--- Seitentext ---

Der amerikanische Soldat Melvin Mapple, der sich im Irak ein Kampfgewicht von immerhin 180 Kilo angefressen hat (er nennt seinen Fremdkörper Scheherazade), will von der Dickenversteherin Nothomb verstanden, anerkannt, womöglich literarisch gewürdigt werden. In seinen Feldpostbriefen schildert er ihr eindringlich sein XXXL-Schicksal: zu dick für schützende Panzer, ist er gerade breit und gut genug, um als lebender Schutzschild an die Front gestellt zu werden. Mapples Fresssucht ist Krankheit und kamikazehafte Selbstzerstörung, aber für seine Kameraden ist der Moppel nur ein feiger Fettfleck und für seine Feinde der hässliche wohlgenährte Amerikaner. Erst höflich abweisend, dann zunehmend mitfühlend, lässt sich Nothomb auf einen Briefwechsel mit ihrem verzweifelten Verehrer ein. Sie ist seine "Kriegerpatin", Therapeutin, Trösterin und Agentin: Warum nicht, so ihr Vorschlag, das Dicksein zum politischen Statement, besser noch: zur Body-Art-Performance machen?

Mapple ist geschmeichelt und gerührt von dem Gedanken, sein Bauch könnte Sabotage, politischer Protest ("Menschliches Fett wird für George W. Bush stehen wie Napalm für Johnson"), ein über sein kleines Ich hinauswachsendes "Werk" sein. Sein Ganzkörperporträt als nackter Aktionskünstler schockiert allerdings selbst seine Gönnerin; die Korrespondenz bricht ab. Am Ende findet Nothomb heraus, dass ihr Schützling zwar fett, aber nie im Irak war: Er ist nur "ein kleiner Loser im elterlichen Reifenlager" in Baltimore, ein neurotischer Nerd, der sich bei seiner Leib-und-Magen-Schriftstellerin interessant machen wollte.

---

Aufgaben:
**1)** Zähle alle Rollen auf, die der Seitentext Nothomb in dem Satz zuschreibt, der mit „Sie ist seine“ beginnt.
**2)** Tippe aus dem Seitentext den Abschnitt von „Mapple ist geschmeichelt“ bis einschließlich „interessant machen wollte.“ wortgetreu ab.
Stütze dich dabei allein auf den Seitentext.

--- Bereitgestellte Angaben ---

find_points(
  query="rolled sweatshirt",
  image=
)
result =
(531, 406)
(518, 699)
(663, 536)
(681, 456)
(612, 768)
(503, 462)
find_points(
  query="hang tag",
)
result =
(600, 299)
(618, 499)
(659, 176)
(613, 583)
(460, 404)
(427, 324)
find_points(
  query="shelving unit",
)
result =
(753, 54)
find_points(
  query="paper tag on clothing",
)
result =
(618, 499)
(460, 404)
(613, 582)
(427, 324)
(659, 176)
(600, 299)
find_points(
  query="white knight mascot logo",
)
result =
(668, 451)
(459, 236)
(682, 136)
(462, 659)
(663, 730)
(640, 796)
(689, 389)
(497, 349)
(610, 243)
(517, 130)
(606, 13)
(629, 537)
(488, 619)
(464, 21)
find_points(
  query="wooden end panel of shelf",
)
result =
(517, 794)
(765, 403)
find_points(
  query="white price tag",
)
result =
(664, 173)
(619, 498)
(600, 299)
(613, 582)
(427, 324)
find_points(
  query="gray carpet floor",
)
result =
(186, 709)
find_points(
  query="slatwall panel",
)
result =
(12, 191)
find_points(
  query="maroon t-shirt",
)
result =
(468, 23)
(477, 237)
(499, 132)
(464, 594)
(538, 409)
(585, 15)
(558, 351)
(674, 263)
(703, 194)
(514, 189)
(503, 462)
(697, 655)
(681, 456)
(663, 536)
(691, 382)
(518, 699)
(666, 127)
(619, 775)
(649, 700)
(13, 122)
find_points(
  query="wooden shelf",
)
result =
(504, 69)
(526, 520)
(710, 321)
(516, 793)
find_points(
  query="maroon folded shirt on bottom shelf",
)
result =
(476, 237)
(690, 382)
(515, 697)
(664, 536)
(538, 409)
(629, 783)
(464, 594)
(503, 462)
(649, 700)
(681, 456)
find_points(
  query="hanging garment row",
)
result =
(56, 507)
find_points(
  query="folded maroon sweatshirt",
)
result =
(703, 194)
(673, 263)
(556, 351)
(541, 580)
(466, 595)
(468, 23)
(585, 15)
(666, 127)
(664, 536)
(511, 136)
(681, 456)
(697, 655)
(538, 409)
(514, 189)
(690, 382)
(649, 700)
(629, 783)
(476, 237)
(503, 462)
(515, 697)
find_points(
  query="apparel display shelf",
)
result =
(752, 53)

---
--- Bereitgestellte Angaben ---

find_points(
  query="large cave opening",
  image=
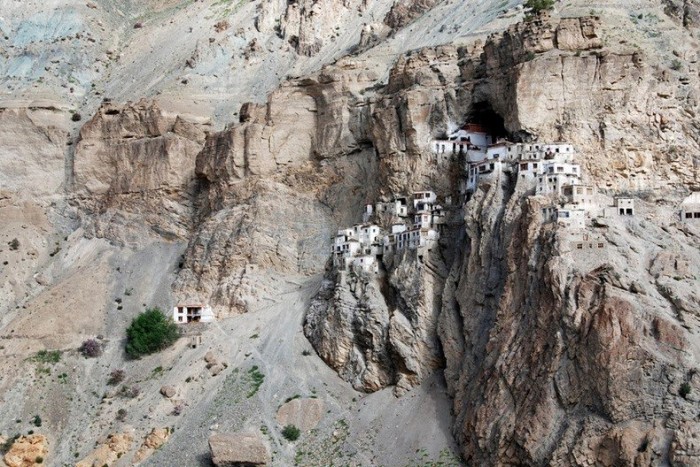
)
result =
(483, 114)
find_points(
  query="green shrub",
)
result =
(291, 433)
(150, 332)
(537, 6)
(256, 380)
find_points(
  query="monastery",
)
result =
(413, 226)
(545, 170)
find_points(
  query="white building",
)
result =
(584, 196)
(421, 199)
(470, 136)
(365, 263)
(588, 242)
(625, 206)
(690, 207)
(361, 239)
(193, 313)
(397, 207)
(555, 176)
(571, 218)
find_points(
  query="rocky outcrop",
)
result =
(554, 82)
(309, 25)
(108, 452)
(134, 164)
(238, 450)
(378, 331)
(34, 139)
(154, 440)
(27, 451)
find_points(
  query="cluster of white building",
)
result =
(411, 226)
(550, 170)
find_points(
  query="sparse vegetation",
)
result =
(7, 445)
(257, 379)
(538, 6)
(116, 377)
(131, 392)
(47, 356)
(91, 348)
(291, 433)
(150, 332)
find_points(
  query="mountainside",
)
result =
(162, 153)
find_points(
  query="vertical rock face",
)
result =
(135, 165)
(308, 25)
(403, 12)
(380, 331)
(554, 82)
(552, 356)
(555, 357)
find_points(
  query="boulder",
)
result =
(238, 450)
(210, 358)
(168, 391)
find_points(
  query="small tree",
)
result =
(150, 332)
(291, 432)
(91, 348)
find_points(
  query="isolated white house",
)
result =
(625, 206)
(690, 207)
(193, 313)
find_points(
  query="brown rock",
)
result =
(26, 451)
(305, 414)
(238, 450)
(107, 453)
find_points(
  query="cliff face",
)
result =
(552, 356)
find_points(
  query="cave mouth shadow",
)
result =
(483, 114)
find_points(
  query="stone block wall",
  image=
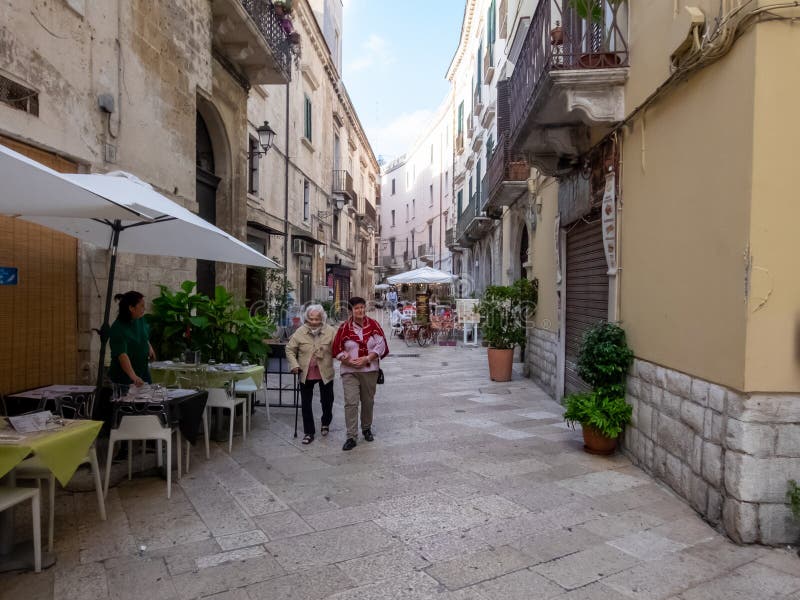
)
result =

---

Antworten:
**1)** Kriegerpatin, Therapeutin, Trösterin, Agentin

**2)**
Mapple ist geschmeichelt und gerührt von dem Gedanken, sein Bauch könnte Sabotage, politischer Protest ("Menschliches Fett wird für George W. Bush stehen wie Napalm für Johnson"), ein über sein kleines Ich hinauswachsendes "Werk" sein. Sein Ganzkörperporträt als nackter Aktionskünstler schockiert allerdings selbst seine Gönnerin; die Korrespondenz bricht ab. Am Ende findet Nothomb heraus, dass ihr Schützling zwar fett, aber nie im Irak war: Er ist nur "ein kleiner Loser im elterlichen Reifenlager" in Baltimore, ein neurotischer Nerd, der sich bei seiner Leib-und-Magen-Schriftstellerin interessant machen wollte.